#### To be done
Reproduce word for word the lines of the rows below, from the line that contains "Question: Can you find the scrub" through the last line, with both of those lines included.

[Bounding-box records]
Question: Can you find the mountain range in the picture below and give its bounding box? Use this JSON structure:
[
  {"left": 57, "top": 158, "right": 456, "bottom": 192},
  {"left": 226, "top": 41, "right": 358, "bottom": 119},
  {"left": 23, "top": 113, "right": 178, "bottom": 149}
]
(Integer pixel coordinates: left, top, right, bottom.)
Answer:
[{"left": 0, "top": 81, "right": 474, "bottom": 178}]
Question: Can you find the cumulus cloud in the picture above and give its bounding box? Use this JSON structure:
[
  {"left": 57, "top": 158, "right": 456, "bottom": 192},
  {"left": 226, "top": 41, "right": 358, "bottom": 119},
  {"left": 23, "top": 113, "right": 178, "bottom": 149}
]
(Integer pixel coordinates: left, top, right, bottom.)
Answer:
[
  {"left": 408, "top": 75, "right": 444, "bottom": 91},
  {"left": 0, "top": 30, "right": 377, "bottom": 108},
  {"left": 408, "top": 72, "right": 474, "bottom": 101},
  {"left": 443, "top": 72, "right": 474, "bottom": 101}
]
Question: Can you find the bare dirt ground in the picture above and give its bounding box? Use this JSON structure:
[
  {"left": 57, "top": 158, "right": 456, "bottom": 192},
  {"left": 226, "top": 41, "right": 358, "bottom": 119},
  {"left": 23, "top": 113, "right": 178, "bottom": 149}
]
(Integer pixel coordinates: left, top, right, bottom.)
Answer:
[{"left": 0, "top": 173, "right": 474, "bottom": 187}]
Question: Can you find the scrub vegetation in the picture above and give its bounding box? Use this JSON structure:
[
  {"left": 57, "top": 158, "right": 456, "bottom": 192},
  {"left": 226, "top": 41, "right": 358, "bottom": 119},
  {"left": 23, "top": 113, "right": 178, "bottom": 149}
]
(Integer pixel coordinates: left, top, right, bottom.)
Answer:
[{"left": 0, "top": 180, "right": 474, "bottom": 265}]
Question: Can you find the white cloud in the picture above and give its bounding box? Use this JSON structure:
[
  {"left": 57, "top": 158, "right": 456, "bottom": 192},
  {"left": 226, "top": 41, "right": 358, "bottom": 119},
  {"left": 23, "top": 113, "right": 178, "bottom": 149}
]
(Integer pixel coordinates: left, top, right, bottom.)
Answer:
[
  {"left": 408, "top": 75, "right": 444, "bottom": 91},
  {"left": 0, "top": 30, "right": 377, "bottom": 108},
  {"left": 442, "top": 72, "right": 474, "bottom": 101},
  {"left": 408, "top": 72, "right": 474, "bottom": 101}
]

#### Task result
Question: Can you find the scrub vegetation in the picture above and give its bounding box? Use this JSON structure:
[
  {"left": 57, "top": 158, "right": 456, "bottom": 192},
  {"left": 226, "top": 41, "right": 358, "bottom": 119},
  {"left": 23, "top": 113, "right": 178, "bottom": 149}
]
(Integer pixel coordinates: left, top, right, bottom.)
Answer:
[{"left": 0, "top": 180, "right": 474, "bottom": 265}]
Question: Can you find the white cloud in the picture above and give its bounding box? Use this JSON structure:
[
  {"left": 57, "top": 158, "right": 456, "bottom": 192},
  {"left": 226, "top": 41, "right": 358, "bottom": 119},
  {"left": 23, "top": 113, "right": 178, "bottom": 149}
]
(Integer pixel coordinates: left, top, right, bottom.)
Answer:
[
  {"left": 408, "top": 75, "right": 444, "bottom": 91},
  {"left": 0, "top": 30, "right": 377, "bottom": 108},
  {"left": 442, "top": 72, "right": 474, "bottom": 101},
  {"left": 408, "top": 72, "right": 474, "bottom": 101}
]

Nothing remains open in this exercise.